BACKGROUND OF THE INVENTION 1. Field of the Invention

The present patent document is directed generally to energy absorbing structures and more particularly to improved energy absorbing structures derived from bovid horncore bone morphology and methods of making thereof.

2. Background of the Related Art

Energy absorbing structures are desirable in a variety of fields, including, but not limited to, helmet liners, protective gear, shoe soles, packaging material, vehicle panels, or phone cases, and the like. These structures provide a lightweight, inexpensive alternative to other heavier prior art materials and methods.

Accordingly, there is a need in the art for improved energy absorbing structures that are inexpensive and lightweight that overcome limitations of prior art materials.

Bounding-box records
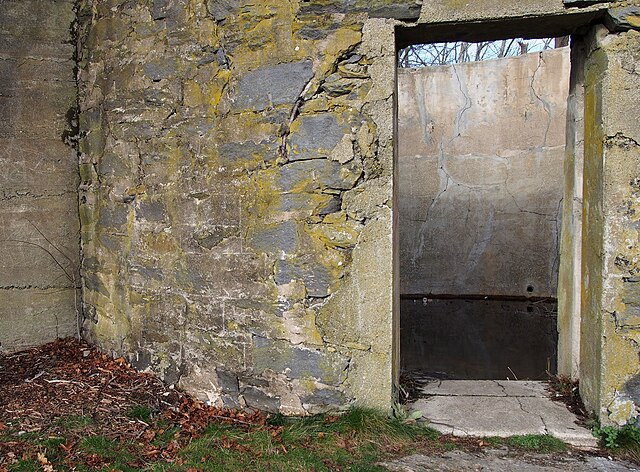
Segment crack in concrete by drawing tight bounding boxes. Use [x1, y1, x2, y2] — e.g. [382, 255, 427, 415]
[411, 143, 453, 265]
[452, 64, 472, 139]
[529, 53, 552, 147]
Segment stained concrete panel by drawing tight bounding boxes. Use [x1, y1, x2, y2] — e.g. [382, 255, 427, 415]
[0, 0, 80, 350]
[398, 48, 570, 297]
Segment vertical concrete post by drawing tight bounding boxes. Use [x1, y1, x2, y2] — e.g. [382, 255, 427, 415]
[558, 38, 585, 379]
[580, 27, 640, 425]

## Requests
a - Could you update the bounding-box entries from the line containing "Segment vertical concrete" through the end of the entries, swapping "post" for "pillar" and leaving everything else unchanged?
b - What comes next in the passage on energy absorbing structures, picking up after its last sentence?

## Expected results
a -
Segment vertical concrete pillar by drawing tight bounding boxes. Use [x1, y1, x2, y2] — e.g. [382, 255, 427, 415]
[558, 38, 585, 379]
[580, 27, 640, 425]

b -
SUMMARY OF THE INVENTION

This patent document discloses embodiments of energy absorbing structures and a method of making thereof, wherein the structure comprises an energy absorbing lattice structure having an irregular, but not random, lattice pattern. Further, the energy absorbing structure may include one or more substrates connected to one or more sides of said energy absorbing lattice structure, such as, for instance, a lower substrate connected to a first side of the energy absorbing lattice and an upper substrate connected to a second side of said energy absorbing lattice structure.

In some embodiments, the irregular lattice pattern of the energy absorbing lattice structure may comprise two-dimensional tessellations to form an irregular, but not random, distribution of asymmetric polygons. In yet other embodiments, the irregular lattice pattern of the energy absorbing lattice structure may comprise three-dimensional tessellations to form an irregular, but not random, distribution of asymmetric polyhedral shapes. In yet other embodiments, the irregular lattice pattern of the energy absorbing lattice structure may comprise a Voronoi cell pattern. In yet other embodiments, the Voronoi cell pattern may be derived from bovid skull horncore morphology.

In one embodiment, the energy absorbing structure is configured and arranged for a protective article, such as, by way of example and not limitation, helmet liners, protective gear, shoe soles, packaging material, vehicle panels, or phone cases.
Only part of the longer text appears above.